- **What you need to do**
#1 In the article below about Jim Hood's campaign for governor, rewrite the paragraph that begins "Hood criticized the Legislature’s" as a short bulleted list that keeps its main points.
#2 Using the article below about Jim Hood's campaign for governor, say whether each statement agrees with it. Answer yes or no, and quote the words that decide it.
(a) Hood is the only statewide elected Democrat in Mississippi.
(b) Reeves’ spokeswoman praised Hood's announcement.
(c) Hood floated expanding Medicaid.
#3 According to the article below about Jim Hood's campaign for governor, who is Hood expected to face in the 2019 gubernatorial election?

- **Page extract**
┌──

Over 30,000 Mississippians get stories like this delivered to their inboxes for free.
Sign up for The Today, our daily newsletter, and continue to read this story.
HOUSTON – Attorney General Jim Hood, standing on the steps of the courthouse in his hometown on Wednesday, officially announced his campaign for governor.
Flanked by several local officials and state legislators, Hood, the only statewide elected Democrat in Mississippi, focused on the importance of a new realm of leadership in Mississippi.
“It’s time for Mississippi to pull together,” Hood said. “It’s time for this partisan, petty politics to stop. It’s time for us to protect our values and create a future for our kids so they can stay here and build a Mississippi that works for everyone.”
Hood said several times Wednesday morning both Republicans and Democrats across the state have encouraged him to run for governor.
In his announcement speech, Hood said the focus of his campaign would be on helping traditionally marginalized communities: “Jesus taught us to fight for the poor and the elderly and the widows and the children – the least among us,” he said. “That’s what’s been ingrained in my public service.”
Hood criticized the Legislature’s giving away hundreds of millions in tax cuts to out-of-state corporations. He floated expanding Medicaid, saying “we shouldn’t leave hundreds of millions of federal dollars on the table.” He expressed concern about the brain drain epidemic in Mississippi, saying state leaders should turn their focus to keeping young Mississippians in the state.
Hood is expected to face Lt. Gov. Tate Reeves in the 2019 gubernatorial election. When reached for comment on Wednesday morning, Reeves’ spokeswoman declined to comment specifically on Hood’s announcement, citing news of a funeral for a fallen officer from Brookhaven.

└──

- **Record set**
┌──

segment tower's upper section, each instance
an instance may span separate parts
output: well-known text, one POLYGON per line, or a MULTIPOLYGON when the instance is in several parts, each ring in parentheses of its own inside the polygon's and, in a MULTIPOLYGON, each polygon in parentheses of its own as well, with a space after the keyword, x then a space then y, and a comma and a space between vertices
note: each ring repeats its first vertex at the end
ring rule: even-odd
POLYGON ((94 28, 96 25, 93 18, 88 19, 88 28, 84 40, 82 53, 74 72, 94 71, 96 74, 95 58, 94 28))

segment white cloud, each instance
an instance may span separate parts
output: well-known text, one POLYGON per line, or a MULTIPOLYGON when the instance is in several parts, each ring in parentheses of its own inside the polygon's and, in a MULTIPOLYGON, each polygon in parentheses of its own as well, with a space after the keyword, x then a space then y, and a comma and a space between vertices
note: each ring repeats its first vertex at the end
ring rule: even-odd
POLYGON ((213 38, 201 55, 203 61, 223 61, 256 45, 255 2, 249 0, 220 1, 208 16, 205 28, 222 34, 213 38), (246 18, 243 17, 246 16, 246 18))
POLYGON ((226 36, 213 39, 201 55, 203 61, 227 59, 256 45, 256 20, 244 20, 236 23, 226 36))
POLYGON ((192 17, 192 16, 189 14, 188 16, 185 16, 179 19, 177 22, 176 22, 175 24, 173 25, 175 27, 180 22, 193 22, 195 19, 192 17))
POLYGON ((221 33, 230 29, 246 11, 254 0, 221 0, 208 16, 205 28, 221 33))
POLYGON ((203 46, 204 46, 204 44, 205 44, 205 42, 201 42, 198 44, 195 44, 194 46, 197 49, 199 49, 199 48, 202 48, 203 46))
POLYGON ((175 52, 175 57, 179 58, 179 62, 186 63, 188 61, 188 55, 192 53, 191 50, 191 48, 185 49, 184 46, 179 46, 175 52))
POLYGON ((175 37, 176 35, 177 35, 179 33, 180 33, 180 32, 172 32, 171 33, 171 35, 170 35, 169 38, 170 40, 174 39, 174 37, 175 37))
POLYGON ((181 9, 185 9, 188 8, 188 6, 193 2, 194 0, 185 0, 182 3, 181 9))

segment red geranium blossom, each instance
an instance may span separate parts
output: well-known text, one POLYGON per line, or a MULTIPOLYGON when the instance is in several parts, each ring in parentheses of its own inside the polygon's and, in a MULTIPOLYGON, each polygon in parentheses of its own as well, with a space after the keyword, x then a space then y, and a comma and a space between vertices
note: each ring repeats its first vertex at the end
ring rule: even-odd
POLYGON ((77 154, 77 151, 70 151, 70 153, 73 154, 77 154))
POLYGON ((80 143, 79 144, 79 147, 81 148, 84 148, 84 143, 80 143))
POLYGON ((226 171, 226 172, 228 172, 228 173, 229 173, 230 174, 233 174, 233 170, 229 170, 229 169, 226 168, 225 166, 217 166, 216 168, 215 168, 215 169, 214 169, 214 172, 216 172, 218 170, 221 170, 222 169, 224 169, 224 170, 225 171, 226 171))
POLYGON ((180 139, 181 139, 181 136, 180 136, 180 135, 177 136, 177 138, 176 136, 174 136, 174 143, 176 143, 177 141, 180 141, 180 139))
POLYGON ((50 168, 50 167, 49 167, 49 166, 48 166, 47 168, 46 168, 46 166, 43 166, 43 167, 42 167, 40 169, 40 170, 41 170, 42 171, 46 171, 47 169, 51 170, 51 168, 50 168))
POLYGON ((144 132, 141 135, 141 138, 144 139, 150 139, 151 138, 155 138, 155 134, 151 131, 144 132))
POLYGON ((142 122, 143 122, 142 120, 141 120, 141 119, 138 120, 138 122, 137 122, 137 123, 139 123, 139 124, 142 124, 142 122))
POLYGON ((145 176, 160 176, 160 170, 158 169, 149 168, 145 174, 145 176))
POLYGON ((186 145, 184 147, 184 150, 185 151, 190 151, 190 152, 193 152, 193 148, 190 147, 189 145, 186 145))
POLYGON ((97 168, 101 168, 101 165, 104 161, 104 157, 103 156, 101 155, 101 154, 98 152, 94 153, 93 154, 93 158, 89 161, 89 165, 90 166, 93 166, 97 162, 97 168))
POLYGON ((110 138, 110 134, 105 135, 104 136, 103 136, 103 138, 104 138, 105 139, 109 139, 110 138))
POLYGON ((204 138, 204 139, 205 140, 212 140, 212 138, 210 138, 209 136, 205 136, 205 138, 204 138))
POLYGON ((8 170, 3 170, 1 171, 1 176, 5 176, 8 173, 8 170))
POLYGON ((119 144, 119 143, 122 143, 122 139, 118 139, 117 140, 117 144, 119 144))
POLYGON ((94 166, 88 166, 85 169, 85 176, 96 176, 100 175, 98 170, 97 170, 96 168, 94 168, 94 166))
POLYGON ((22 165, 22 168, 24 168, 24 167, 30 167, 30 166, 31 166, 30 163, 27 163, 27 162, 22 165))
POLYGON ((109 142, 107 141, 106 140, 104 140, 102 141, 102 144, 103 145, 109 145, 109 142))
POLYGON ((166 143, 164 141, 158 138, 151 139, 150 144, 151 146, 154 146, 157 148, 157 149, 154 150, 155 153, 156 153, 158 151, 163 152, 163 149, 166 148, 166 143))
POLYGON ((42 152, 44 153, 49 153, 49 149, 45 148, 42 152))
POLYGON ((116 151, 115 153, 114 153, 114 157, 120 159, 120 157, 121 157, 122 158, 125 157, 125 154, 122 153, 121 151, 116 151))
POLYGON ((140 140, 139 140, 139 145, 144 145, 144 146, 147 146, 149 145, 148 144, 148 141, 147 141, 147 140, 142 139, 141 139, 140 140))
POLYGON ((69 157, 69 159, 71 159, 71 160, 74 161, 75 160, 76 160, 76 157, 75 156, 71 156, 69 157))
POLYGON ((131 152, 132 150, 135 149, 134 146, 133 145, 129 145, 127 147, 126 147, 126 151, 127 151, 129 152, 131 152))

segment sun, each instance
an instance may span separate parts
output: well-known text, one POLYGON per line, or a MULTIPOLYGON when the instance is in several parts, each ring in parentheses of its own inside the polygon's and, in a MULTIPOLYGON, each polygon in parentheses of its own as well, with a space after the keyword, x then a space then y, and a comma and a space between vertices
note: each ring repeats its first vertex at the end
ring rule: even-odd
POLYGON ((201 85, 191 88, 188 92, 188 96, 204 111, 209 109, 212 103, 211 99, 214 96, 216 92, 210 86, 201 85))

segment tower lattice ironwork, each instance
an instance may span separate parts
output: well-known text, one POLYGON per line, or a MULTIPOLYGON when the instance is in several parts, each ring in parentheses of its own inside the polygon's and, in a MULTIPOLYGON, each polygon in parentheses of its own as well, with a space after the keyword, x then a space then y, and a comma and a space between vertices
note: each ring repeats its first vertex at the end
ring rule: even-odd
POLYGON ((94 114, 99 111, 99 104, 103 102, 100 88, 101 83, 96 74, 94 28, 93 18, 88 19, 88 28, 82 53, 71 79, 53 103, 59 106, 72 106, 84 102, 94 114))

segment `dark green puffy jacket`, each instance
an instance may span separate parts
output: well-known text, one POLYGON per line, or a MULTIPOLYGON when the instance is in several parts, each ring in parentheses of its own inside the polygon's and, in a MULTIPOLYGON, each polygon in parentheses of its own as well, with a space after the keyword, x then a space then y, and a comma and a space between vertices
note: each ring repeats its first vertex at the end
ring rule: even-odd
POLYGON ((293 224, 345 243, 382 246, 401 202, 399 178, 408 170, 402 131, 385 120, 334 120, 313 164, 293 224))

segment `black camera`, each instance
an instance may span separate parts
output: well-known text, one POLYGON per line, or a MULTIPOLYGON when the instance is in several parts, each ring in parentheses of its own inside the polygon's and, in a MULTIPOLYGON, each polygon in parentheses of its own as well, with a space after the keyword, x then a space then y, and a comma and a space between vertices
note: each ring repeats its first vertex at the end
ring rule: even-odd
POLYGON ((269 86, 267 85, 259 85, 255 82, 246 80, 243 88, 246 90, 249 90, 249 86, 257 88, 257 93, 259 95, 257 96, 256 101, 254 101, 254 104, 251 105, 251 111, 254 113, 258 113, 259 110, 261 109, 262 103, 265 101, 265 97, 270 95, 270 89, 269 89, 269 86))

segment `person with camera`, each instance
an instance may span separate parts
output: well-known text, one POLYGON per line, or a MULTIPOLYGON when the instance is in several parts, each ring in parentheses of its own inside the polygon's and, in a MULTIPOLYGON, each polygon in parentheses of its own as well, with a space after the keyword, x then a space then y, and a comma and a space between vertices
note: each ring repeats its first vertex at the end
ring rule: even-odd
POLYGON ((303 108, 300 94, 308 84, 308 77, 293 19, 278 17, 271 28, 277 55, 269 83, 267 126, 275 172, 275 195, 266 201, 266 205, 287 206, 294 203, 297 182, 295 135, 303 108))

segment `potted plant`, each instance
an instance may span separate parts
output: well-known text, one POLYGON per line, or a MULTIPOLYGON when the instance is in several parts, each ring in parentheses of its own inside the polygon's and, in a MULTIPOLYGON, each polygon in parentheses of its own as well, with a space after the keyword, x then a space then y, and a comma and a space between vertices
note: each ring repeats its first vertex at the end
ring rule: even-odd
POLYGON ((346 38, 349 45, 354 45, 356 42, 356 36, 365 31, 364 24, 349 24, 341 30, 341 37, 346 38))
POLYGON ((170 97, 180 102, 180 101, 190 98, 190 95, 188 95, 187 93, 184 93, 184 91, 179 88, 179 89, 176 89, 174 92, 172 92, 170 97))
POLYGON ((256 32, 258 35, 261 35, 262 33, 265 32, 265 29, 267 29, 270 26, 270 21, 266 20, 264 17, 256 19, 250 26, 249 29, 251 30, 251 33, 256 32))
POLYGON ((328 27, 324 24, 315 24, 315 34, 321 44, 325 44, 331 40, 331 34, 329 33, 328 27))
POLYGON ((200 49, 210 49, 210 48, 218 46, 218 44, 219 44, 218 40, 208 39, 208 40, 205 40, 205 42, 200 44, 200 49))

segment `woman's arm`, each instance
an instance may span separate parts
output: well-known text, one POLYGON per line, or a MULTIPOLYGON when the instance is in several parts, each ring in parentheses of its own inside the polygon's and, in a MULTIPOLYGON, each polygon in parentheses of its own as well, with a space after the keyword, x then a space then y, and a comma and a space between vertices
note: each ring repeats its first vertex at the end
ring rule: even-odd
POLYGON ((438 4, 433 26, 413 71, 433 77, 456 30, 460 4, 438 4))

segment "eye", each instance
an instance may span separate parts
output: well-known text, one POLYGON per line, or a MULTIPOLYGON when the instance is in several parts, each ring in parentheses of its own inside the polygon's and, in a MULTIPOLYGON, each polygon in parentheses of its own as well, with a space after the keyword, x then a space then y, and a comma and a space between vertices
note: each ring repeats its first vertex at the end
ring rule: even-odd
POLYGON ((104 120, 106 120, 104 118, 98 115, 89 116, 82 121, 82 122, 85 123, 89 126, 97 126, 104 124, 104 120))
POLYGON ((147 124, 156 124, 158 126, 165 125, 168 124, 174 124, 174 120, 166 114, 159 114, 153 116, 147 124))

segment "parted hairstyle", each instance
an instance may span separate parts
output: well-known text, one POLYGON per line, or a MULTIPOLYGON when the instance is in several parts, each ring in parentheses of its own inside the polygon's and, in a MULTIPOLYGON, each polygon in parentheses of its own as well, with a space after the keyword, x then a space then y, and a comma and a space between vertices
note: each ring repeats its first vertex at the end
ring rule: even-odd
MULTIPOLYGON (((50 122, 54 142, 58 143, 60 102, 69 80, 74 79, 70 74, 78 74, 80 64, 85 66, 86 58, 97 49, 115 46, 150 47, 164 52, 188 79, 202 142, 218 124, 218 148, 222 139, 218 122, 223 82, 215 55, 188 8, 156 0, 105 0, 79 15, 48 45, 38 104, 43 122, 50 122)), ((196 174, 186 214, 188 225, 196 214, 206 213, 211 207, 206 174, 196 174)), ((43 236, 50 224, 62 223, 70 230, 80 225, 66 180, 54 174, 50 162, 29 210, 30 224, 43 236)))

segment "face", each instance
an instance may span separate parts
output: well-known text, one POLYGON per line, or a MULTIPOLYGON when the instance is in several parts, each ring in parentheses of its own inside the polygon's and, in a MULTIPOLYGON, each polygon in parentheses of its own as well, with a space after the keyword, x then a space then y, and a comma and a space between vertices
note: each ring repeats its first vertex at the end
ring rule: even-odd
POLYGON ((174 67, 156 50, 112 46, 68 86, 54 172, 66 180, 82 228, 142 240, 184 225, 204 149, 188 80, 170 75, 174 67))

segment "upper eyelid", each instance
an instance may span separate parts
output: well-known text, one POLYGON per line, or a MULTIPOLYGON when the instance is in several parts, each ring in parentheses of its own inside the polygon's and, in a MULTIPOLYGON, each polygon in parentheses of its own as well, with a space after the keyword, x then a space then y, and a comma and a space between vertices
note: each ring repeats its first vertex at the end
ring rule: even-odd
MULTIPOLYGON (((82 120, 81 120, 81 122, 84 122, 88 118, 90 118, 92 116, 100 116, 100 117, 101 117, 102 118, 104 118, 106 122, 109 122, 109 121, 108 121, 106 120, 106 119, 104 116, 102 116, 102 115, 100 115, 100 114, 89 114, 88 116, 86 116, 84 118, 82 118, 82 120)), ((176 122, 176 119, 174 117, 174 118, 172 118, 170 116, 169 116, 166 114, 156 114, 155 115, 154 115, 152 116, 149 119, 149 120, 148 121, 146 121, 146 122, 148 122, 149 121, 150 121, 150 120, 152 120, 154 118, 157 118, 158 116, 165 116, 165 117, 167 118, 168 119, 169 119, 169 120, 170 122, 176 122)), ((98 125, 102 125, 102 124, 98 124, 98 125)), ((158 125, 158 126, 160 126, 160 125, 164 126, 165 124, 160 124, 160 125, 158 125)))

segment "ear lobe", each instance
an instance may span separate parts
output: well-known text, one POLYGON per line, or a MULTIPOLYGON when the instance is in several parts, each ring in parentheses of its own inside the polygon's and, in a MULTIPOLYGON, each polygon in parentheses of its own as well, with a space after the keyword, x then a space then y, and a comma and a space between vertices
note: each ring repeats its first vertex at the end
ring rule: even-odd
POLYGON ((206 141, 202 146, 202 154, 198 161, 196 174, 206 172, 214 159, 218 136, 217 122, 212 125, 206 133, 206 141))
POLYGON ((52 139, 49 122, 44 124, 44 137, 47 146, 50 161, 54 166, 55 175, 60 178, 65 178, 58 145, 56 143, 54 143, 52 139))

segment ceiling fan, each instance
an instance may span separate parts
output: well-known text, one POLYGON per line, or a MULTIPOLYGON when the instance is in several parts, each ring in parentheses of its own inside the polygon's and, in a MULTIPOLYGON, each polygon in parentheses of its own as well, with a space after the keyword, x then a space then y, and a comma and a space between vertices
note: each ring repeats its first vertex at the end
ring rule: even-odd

└──

- **Results**
#1
- Hood faulted the Legislature for giving hundreds of millions in tax cuts to out-of-state corporations.
- He floated expanding Medicaid so the state does not leave hundreds of millions of federal dollars on the table.
- He raised concern about Mississippi's brain drain and said state leaders should focus on keeping young Mississippians in the state.

#2
(a) Yes: "Hood, the only statewide elected Democrat in Mississippi"
(b) No: "Reeves’ spokeswoman declined to comment specifically on Hood’s announcement"
(c) Yes: "He floated expanding Medicaid"

#3 Lt. Gov. Tate Reeves.